Among the records that follow, find the line with "Target: wall-mounted wooden sign" and the line with "Target: green leafy plant". Set down those lines and all lines between them exactly, without adding anything.
....
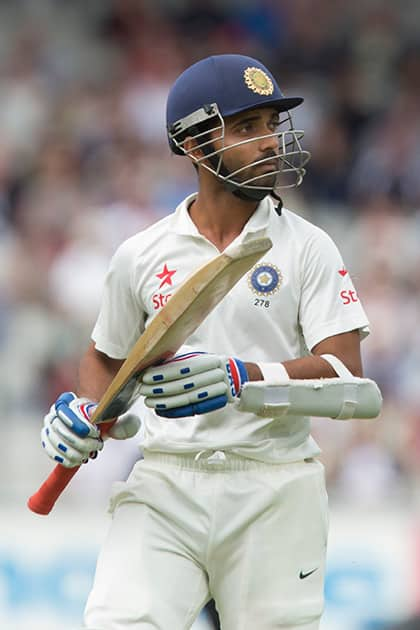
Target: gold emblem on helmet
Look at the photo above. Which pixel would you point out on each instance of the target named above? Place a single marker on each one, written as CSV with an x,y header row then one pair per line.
x,y
258,81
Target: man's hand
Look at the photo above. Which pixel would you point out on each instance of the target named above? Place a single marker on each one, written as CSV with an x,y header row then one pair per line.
x,y
69,437
193,383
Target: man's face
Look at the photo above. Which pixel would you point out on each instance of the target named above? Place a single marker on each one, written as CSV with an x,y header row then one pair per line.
x,y
243,128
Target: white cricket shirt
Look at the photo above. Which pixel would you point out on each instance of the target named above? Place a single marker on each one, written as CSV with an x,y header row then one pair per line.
x,y
298,294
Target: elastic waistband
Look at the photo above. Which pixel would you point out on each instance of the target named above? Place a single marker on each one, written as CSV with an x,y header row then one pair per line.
x,y
214,460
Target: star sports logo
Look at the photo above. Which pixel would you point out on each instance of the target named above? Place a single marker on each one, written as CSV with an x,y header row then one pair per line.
x,y
165,277
348,296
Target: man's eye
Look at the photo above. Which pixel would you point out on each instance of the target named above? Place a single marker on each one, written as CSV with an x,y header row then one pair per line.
x,y
246,128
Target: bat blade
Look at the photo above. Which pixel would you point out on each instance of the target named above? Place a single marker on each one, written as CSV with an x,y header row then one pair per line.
x,y
166,333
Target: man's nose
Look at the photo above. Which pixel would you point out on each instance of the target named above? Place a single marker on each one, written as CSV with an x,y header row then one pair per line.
x,y
269,142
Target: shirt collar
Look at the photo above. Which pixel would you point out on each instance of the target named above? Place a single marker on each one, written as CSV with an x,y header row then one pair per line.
x,y
257,223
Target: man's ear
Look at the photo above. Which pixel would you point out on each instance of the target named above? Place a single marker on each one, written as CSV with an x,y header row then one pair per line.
x,y
190,147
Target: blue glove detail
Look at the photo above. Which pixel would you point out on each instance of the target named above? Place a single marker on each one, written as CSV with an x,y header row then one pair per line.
x,y
84,408
194,409
191,384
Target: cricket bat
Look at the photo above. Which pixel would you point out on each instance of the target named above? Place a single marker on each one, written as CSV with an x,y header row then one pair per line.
x,y
166,333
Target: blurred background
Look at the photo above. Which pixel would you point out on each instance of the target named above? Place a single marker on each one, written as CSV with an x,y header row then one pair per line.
x,y
84,163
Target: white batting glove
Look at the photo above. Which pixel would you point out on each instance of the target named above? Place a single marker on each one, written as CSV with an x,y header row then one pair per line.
x,y
69,438
193,383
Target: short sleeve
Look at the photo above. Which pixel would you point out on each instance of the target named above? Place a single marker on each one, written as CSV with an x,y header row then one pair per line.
x,y
121,316
329,304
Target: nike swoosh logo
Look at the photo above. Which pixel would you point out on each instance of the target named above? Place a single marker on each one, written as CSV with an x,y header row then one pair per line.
x,y
303,575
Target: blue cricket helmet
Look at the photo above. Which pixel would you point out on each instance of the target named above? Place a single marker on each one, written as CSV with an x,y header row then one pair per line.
x,y
235,83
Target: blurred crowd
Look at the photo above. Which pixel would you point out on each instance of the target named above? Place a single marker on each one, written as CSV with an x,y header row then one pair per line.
x,y
84,163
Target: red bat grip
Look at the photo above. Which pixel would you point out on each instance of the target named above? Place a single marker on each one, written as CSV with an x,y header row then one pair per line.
x,y
43,501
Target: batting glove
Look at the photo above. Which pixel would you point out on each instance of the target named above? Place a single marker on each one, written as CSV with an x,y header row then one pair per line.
x,y
193,383
69,438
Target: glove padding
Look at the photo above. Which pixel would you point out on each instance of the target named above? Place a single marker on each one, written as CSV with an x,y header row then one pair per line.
x,y
69,438
193,383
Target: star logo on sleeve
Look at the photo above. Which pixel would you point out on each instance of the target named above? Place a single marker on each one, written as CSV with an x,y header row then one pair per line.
x,y
165,276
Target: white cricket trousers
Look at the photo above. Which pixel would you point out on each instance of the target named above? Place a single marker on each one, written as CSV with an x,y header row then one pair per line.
x,y
251,535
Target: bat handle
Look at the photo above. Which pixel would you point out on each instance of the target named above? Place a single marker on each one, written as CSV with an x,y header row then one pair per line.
x,y
44,499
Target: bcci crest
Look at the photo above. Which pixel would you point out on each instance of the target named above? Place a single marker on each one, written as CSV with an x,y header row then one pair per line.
x,y
265,279
258,81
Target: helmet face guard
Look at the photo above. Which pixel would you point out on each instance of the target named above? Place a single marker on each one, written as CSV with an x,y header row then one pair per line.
x,y
206,126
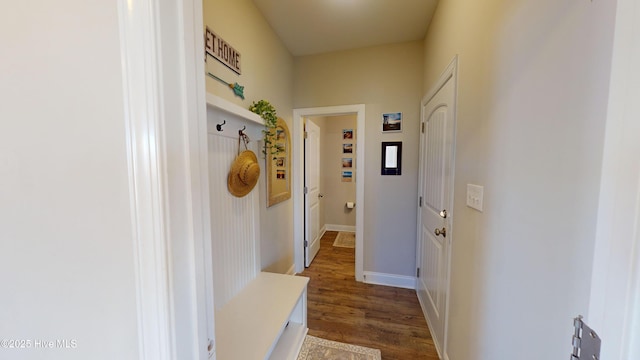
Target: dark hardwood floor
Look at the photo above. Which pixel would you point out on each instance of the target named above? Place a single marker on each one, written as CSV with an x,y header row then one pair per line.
x,y
380,317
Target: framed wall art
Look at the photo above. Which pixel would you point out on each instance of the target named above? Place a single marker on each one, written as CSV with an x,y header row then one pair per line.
x,y
392,122
278,162
391,158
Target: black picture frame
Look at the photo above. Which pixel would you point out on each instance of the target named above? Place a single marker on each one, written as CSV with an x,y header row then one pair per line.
x,y
391,163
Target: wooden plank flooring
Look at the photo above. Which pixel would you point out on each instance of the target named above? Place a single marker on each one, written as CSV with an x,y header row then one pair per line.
x,y
380,317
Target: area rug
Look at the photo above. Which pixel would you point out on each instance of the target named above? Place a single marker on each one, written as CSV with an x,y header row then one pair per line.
x,y
315,348
345,239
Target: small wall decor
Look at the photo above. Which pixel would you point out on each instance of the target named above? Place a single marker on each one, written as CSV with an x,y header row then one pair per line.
x,y
391,158
279,165
392,122
237,89
221,50
268,113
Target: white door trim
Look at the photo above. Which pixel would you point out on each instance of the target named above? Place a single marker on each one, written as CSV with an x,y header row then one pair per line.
x,y
451,72
298,179
615,283
163,78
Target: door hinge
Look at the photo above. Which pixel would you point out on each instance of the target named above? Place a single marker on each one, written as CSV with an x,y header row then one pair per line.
x,y
586,343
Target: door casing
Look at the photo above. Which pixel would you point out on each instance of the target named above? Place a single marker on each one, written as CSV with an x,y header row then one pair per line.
x,y
298,179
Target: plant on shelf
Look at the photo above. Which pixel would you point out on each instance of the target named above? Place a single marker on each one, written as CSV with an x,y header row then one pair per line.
x,y
268,113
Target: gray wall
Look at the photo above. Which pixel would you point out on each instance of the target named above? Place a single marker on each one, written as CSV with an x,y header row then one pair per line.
x,y
336,192
532,103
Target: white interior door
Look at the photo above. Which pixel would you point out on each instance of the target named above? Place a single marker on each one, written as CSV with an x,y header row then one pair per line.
x,y
312,191
435,212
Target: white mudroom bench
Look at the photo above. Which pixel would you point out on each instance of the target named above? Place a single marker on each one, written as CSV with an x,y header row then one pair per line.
x,y
257,315
266,320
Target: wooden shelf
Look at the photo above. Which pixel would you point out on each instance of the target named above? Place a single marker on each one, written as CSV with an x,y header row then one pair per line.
x,y
267,316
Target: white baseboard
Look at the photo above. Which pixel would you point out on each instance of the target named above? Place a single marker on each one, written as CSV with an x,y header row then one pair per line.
x,y
333,227
292,270
406,282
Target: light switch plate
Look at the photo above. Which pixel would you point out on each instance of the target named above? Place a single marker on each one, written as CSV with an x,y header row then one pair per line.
x,y
475,194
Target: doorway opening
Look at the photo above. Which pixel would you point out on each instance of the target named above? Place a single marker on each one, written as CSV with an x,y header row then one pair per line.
x,y
298,169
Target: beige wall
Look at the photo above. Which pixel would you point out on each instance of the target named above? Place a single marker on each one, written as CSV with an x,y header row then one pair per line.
x,y
532,99
267,73
336,192
385,79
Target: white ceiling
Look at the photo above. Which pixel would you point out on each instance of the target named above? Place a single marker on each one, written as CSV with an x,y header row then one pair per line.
x,y
318,26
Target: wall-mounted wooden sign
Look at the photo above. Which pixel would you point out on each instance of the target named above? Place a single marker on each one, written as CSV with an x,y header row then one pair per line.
x,y
222,51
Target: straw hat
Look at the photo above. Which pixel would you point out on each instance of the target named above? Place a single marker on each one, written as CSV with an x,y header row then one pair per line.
x,y
244,174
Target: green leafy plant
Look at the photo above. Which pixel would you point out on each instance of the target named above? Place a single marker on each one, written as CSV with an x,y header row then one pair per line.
x,y
268,113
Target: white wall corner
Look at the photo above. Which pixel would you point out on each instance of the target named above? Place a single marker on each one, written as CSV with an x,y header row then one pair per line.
x,y
170,272
400,281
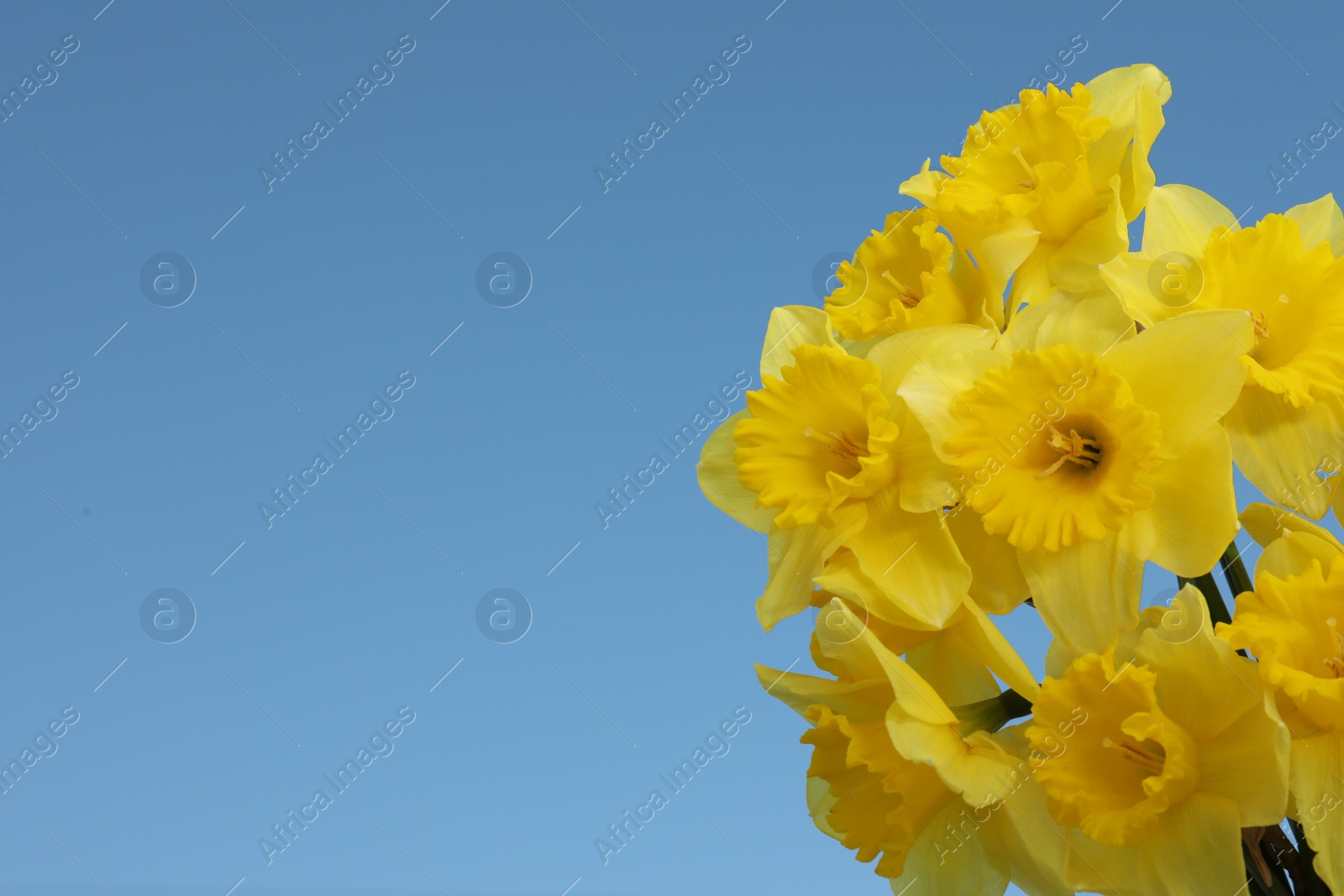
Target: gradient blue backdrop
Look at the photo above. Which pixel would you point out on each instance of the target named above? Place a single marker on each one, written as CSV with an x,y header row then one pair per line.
x,y
355,268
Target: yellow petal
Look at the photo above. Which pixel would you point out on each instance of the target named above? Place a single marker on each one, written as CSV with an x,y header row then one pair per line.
x,y
793,325
1095,322
1281,448
1294,553
1203,685
911,560
859,700
897,355
1102,869
1316,772
933,385
1075,265
796,558
1195,510
718,476
1321,222
1196,849
996,580
940,864
1089,591
1187,369
1180,219
1132,100
979,637
1247,763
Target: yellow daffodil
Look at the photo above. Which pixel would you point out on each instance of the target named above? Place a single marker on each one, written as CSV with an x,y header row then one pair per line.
x,y
1045,187
911,275
1289,275
1292,625
1092,452
1182,750
823,458
900,778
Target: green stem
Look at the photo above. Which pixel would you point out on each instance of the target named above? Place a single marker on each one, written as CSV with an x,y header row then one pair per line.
x,y
1213,597
1312,884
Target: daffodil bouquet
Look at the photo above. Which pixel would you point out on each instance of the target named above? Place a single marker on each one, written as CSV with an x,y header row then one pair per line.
x,y
1003,405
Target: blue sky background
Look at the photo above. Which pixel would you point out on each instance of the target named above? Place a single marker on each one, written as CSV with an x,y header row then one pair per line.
x,y
353,269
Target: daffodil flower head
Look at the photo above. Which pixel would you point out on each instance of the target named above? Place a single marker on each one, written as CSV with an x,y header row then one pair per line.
x,y
816,436
891,775
907,275
1179,752
1294,627
1288,273
1133,761
1294,296
1045,187
1055,472
1290,624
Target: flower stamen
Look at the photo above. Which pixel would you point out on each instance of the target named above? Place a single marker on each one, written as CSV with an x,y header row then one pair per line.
x,y
839,443
1074,449
909,297
1133,752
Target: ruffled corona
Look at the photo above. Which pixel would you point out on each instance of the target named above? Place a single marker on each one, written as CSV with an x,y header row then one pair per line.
x,y
1059,445
1045,187
1294,627
816,437
907,275
1133,762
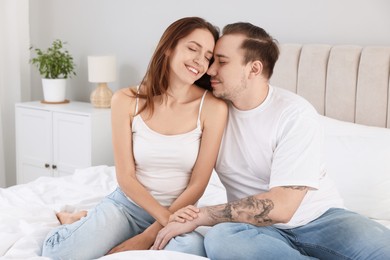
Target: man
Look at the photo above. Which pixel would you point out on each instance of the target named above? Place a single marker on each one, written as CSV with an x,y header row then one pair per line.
x,y
281,203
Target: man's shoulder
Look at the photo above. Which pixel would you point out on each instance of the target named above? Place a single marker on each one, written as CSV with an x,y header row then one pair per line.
x,y
290,100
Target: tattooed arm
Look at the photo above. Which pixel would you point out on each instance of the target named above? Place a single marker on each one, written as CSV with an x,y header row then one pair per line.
x,y
265,209
276,206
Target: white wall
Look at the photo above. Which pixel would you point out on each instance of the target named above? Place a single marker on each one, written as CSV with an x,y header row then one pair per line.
x,y
131,29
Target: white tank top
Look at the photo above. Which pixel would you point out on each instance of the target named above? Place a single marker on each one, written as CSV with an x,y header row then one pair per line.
x,y
164,163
....
» **Written solution**
Target: wall-mounted wooden sign
Look at the photo above. Which pixel would you point out on each instance of the target named above? Place a single marker on each one, written as CSV with an x,y header row then one pair per line.
x,y
222,51
Target: straw hat
Look at the photo above. Which pixel would you point out on each instance of the target named above? Place a single marker on each one, written as CSV with an x,y header row then one pair per line.
x,y
244,174
Target: green leafy plant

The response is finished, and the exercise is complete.